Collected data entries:
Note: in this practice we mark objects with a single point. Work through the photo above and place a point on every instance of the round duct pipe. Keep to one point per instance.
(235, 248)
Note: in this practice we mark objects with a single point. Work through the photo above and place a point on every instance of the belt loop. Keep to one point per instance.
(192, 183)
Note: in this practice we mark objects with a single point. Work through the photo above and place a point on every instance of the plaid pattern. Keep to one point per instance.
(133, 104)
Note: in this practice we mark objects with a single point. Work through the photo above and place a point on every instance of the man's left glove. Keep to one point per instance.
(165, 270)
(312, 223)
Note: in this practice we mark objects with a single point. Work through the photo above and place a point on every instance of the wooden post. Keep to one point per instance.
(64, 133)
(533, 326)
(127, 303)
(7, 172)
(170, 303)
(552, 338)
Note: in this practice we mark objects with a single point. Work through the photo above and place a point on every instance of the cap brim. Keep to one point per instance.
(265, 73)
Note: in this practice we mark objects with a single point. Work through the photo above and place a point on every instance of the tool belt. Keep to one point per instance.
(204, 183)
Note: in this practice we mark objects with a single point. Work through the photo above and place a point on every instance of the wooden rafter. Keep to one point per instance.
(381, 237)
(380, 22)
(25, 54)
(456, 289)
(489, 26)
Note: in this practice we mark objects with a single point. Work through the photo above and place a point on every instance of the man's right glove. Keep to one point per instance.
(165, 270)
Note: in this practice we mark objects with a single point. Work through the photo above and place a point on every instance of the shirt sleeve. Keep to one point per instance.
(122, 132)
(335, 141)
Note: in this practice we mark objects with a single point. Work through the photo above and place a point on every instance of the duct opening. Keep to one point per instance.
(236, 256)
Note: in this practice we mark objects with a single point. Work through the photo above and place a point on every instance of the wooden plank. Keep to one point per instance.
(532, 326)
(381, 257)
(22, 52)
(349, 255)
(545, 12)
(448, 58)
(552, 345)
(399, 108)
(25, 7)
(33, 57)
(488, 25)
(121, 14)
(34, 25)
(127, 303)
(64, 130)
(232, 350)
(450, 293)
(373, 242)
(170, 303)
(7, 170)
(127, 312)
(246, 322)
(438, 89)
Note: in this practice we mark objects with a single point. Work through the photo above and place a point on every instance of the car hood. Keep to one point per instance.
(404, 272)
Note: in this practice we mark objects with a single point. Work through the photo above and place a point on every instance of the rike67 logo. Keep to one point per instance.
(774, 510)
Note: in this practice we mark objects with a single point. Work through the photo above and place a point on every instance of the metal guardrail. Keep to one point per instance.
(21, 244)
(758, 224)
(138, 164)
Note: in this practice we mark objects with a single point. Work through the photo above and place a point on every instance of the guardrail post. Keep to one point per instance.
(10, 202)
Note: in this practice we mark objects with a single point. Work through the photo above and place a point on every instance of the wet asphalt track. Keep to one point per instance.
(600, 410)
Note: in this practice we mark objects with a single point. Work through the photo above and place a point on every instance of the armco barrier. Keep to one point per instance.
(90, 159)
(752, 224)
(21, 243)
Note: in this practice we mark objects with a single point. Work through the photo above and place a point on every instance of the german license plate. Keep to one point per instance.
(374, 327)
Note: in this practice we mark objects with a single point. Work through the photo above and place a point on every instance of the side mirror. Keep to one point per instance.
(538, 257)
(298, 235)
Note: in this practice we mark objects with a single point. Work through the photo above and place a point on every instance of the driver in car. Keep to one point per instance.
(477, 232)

Your goal: This exercise requires the entries above to be restated exactly.

Exercise response:
Note: in this practice we mark objects with a single point. Work through the photo above and place a point on every instance of the round duct pipe. Keep to one point per instance.
(235, 248)
Note: in this practice we mark objects with a single point. Work through the photo above and place a point on every instance of the belt loop. Keep to one point per instance.
(192, 183)
Note: in this practice we mark objects with a single point. Work through the photo above and place a point on every instance of the plaid pattern. Keep to one point per instance.
(133, 104)
Note: in this practice we mark objects with a single point. Work through the photo above and place a point on every instance of the man's left glove. Keep to one point per instance.
(165, 270)
(312, 223)
Note: in this practice we mark objects with a single point. Work through the photo above and place a point on every instance of the wooden post. Keep to one point per instance.
(64, 133)
(533, 326)
(127, 303)
(7, 172)
(170, 303)
(552, 338)
Note: in this practice we mark objects with a single point. Work through the photo above and place a point on every instance of the cap brim. Keep to one point per instance.
(265, 73)
Note: in this practice we mark objects with a single point. Work through the photo above and place a point on every instance of the tool belt. Keep to one point per instance.
(204, 183)
Note: in this practice we mark objects with a single point. Work through the photo above and place a point on every instance of the wooden rafter. Keep to one point per instance.
(381, 237)
(380, 22)
(25, 54)
(456, 289)
(489, 26)
Note: in this practice we mark objects with a single point. Work through the photo above and place a point on every instance of the man's right glove. Keep to one point per instance.
(165, 270)
Note: in this practice we mark objects with a single point. Work through the photo above and place a point on every instance of the shirt sleeve. Keep to one point per instance.
(122, 132)
(335, 141)
Note: in this practice we mark objects with a single point. Work through the photo above and place a point on every instance of the duct opening. Keep to one point per instance.
(236, 256)
Note: in this practice we mark objects with a single point. Work through the photo above and place a point on every instance of the wooden plank. Keep to one point per instance.
(532, 326)
(381, 257)
(22, 52)
(349, 255)
(545, 12)
(448, 58)
(552, 345)
(399, 108)
(25, 7)
(33, 57)
(488, 25)
(121, 14)
(34, 25)
(127, 303)
(64, 130)
(232, 350)
(450, 293)
(373, 242)
(170, 303)
(7, 170)
(127, 312)
(246, 322)
(438, 89)
Note: in this practice we mark objects with a single point. Work through the photo above and place a point on every instance of the car hood. Keep to one point per instance.
(404, 272)
Note: in this practice we mark objects with a single point. Work through the photo above and place a point on every instance of the rike67 logo. Keep to one point per instance.
(774, 510)
Note: in this practice we mark objects with a single point. Work through the photo above and place a point on every instance of the metal guardrail. Keep to one point per instance.
(21, 244)
(758, 224)
(138, 164)
Note: in this practice we mark objects with a single point. Work through the photo above and place a point on every instance of the guardrail post. Keep to one point per instance.
(10, 202)
Note: in this practice we mark objects with a single point. Work through the photo above and place a point on every instance of the wet asphalt track. Keep to one point per instance.
(600, 410)
Note: in this practice we mark objects with a single point. Work through the photo above and place a point on every instance of the armco barrier. Keep to one point per instance.
(90, 159)
(752, 224)
(21, 243)
Note: in this practice we mark objects with a single point. Work through the photo above and place a point on every instance of the german license plate. Keep to one point per instance.
(374, 327)
Note: in this practice we mark objects with a single point. Work through the photo above and place a point on every instance of the side mirror. Keep to one point per instance.
(538, 257)
(298, 235)
Note: in this practice we mark objects with a single point. Work through the photo above and place a point on every instance of the driver in car. Keep to one point per instance.
(477, 232)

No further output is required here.